--- The request ---
Transcribe exactly the lines from the one containing "the red ribbon" through the end of the data, both included. Leave out pictures.

(Location identification items)

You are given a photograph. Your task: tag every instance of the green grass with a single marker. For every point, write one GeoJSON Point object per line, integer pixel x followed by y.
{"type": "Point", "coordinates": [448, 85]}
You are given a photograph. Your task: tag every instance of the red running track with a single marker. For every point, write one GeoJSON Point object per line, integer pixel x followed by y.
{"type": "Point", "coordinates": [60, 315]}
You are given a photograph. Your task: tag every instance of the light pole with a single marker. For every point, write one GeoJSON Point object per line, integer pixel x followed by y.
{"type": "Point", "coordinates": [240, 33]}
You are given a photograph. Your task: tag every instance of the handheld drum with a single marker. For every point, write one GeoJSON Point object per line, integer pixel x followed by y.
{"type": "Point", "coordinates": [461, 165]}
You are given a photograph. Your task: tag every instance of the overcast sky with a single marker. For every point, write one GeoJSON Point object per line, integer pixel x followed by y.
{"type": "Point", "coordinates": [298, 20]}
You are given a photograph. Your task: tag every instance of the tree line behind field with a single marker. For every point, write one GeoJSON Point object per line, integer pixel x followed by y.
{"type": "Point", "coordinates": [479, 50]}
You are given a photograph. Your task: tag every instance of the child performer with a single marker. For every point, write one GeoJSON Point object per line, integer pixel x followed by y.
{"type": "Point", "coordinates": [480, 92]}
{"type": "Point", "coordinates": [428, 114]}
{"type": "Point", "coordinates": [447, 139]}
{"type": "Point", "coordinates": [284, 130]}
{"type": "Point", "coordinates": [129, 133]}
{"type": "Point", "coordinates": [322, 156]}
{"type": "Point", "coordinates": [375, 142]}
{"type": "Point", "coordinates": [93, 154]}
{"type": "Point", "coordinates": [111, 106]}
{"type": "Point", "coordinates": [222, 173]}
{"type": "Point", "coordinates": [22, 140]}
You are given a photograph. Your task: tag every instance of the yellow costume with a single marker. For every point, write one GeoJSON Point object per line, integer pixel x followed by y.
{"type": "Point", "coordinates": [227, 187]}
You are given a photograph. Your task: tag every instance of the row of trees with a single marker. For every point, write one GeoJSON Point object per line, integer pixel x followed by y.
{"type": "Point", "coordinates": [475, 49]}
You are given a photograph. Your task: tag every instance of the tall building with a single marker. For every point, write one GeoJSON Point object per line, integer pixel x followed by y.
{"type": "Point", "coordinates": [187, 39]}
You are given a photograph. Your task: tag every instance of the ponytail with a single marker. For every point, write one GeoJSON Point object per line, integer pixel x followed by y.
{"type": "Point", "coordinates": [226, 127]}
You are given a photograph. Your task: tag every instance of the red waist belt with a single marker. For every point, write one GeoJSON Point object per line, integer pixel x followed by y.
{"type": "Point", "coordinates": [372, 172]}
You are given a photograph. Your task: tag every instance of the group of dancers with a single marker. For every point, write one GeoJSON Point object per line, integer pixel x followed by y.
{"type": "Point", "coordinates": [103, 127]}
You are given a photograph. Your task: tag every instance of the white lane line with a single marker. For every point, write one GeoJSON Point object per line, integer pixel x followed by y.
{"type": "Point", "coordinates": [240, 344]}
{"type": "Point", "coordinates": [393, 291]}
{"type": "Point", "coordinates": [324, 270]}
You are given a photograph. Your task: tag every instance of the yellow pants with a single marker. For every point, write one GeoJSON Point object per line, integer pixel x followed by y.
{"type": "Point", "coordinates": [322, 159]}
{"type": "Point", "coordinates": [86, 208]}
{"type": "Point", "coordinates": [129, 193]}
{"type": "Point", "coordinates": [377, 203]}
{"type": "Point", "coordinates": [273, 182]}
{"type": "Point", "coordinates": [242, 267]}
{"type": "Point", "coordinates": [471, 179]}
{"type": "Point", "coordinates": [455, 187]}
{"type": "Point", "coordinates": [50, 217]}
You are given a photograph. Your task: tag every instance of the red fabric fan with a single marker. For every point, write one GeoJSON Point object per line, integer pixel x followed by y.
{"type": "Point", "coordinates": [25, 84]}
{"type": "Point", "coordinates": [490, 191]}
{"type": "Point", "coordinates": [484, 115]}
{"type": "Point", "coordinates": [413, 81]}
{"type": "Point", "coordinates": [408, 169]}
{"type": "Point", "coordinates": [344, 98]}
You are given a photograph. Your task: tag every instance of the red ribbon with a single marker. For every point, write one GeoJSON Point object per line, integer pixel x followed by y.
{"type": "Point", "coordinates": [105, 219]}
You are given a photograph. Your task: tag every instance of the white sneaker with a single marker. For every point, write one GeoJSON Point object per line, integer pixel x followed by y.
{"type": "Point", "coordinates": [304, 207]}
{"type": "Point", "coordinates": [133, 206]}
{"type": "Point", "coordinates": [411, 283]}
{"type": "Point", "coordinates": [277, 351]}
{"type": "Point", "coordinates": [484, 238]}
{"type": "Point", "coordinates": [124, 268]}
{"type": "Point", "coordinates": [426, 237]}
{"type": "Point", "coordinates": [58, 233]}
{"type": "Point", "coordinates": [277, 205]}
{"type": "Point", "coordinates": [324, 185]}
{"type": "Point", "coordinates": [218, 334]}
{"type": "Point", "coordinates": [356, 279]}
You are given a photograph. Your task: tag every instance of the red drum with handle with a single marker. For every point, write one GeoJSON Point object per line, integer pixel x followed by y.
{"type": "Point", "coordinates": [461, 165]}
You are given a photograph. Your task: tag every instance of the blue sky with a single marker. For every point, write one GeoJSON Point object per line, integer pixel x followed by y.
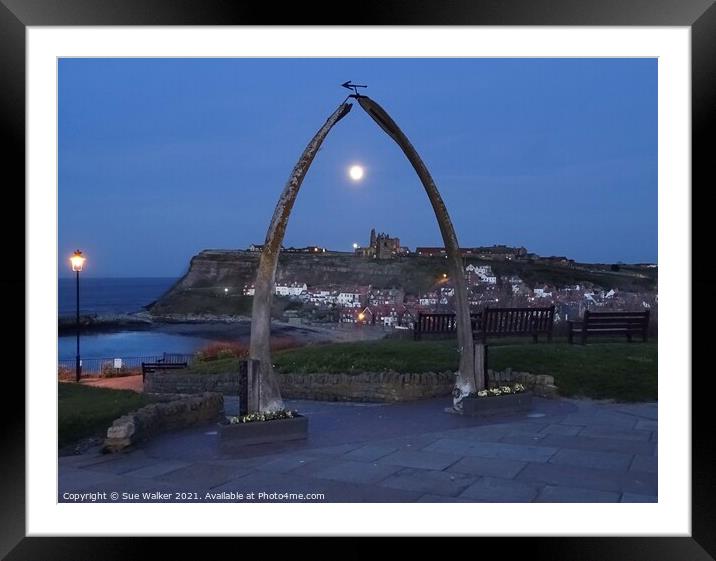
{"type": "Point", "coordinates": [161, 158]}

--- Response ---
You are given a photograph. Your task: tag every instance of the red ribbon with a single marker. For every point, write one GeoJSON Point object per line, integer pixel x followed by y.
{"type": "Point", "coordinates": [105, 219]}
You are given a photograph. Your task: tag every instance of the white sneaker with a single marker. For every point, write one GeoJSON Point object per line, integer pixel x followed by y.
{"type": "Point", "coordinates": [304, 207]}
{"type": "Point", "coordinates": [133, 206]}
{"type": "Point", "coordinates": [411, 283]}
{"type": "Point", "coordinates": [277, 351]}
{"type": "Point", "coordinates": [484, 238]}
{"type": "Point", "coordinates": [124, 268]}
{"type": "Point", "coordinates": [426, 237]}
{"type": "Point", "coordinates": [58, 233]}
{"type": "Point", "coordinates": [277, 205]}
{"type": "Point", "coordinates": [324, 185]}
{"type": "Point", "coordinates": [218, 334]}
{"type": "Point", "coordinates": [356, 279]}
You are given a photograph. Your task: tag every instance of the red drum with handle with a single marker. For every point, write one GeoJSON Point object per line, integer pixel x followed by y.
{"type": "Point", "coordinates": [461, 165]}
You are given a photograph. Your task: tag every instance of the blue sky with a single marker. For every point, write one GeoJSON Point object per line, integer pixel x followed by y.
{"type": "Point", "coordinates": [161, 158]}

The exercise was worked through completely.